_Objective_
Set down each of the records below word for word, in the order given.
[Source data start]
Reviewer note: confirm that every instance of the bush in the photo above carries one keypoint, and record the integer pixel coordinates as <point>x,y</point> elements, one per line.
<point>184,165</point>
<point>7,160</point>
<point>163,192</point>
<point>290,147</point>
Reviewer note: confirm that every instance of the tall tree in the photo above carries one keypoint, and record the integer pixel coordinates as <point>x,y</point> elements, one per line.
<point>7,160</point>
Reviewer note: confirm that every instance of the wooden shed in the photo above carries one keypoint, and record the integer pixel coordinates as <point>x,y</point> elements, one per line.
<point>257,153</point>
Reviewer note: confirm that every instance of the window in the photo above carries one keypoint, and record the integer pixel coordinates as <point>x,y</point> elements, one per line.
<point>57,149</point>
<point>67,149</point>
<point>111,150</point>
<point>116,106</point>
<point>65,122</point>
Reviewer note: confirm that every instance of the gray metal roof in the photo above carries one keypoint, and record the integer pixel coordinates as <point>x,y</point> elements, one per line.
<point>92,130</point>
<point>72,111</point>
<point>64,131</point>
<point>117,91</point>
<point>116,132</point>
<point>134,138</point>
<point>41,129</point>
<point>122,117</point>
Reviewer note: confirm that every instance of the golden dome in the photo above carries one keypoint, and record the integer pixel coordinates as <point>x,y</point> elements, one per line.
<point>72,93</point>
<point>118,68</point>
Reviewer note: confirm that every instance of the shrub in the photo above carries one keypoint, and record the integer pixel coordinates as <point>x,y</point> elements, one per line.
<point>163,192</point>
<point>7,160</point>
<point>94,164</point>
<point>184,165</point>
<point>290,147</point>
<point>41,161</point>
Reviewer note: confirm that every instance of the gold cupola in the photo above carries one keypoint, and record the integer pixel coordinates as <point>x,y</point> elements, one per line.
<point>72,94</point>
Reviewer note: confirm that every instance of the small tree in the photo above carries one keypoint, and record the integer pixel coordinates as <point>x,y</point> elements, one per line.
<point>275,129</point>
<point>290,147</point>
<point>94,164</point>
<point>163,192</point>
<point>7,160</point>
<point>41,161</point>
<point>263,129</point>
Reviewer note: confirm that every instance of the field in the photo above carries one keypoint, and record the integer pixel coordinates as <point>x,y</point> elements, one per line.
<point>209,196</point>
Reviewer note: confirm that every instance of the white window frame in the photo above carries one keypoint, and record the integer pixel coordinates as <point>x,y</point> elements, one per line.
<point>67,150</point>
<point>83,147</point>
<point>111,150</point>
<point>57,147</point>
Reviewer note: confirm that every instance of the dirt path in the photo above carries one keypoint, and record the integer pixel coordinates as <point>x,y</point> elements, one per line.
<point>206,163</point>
[Source data end]
_Solution below_
Reviewer note: confirm that every instance of the bush in the photo above carries one keypoint, and record the integer pixel coordinates as <point>x,y</point> elements, one per line.
<point>184,165</point>
<point>7,160</point>
<point>163,192</point>
<point>290,147</point>
Reviewer note: confirm that every instance of the tall tree in the photo above carries one keypoint, and record the integer pixel coordinates as <point>x,y</point> elements, one per line.
<point>7,160</point>
Reviewer note: confirm that every instance of the wooden shed in the photo above carries one keypoint, and record the integer pixel coordinates as <point>x,y</point> elements, one per line.
<point>257,153</point>
Reviewer note: confirm that every instance of the window in the photo above carries one keypoint, and record the integer pixel coordinates as <point>x,y</point> elements, one per line.
<point>57,149</point>
<point>67,149</point>
<point>111,150</point>
<point>116,106</point>
<point>65,122</point>
Reviewer note: confirm that every instance of the gray metal roof in the photo above carries one keypoint, and record the integer pixel coordinates as <point>x,y</point> elements, one per line.
<point>92,130</point>
<point>72,111</point>
<point>64,131</point>
<point>117,91</point>
<point>116,132</point>
<point>134,138</point>
<point>41,129</point>
<point>122,117</point>
Reviewer note: confirm that every instance of the golden dome in the photo above carries one keypoint, and record the integer pixel coordinates as <point>x,y</point> elements, one per line.
<point>72,93</point>
<point>118,68</point>
Reviewer note: confirm that every instance of the shrub in the photo above carries one keypoint, and record the integer pixel coordinates as <point>x,y</point> elements, one per line.
<point>163,192</point>
<point>7,160</point>
<point>94,164</point>
<point>184,165</point>
<point>290,147</point>
<point>41,161</point>
Reviewer note: confirm that every instance of the gold cupola in the photo above carries one keypoint, and record the integer pixel coordinates as <point>x,y</point> elements, one per line.
<point>72,94</point>
Reviewer note: confirm that every instance of the small tree in the photo above carries one keypoint, and record the integer pixel coordinates as <point>x,y</point> elements, one per line.
<point>275,129</point>
<point>290,147</point>
<point>94,164</point>
<point>163,192</point>
<point>7,160</point>
<point>41,161</point>
<point>263,129</point>
Reviewer note: confirm that every instance of the field in the photo above carries one keypoint, and record the integer pixel coordinates as <point>x,y</point> elements, one per line.
<point>209,196</point>
Reviewer note: confirm that every instance of the white window frame in the photo above carries one keypoint, and record the integer pixel coordinates as <point>x,y</point> elements, one per line.
<point>67,150</point>
<point>83,147</point>
<point>111,150</point>
<point>57,147</point>
Reviewer note: confirm that every instance of the dirt path in the photo above carries one keypoint, and record the integer pixel coordinates as <point>x,y</point> elements, one per line.
<point>206,163</point>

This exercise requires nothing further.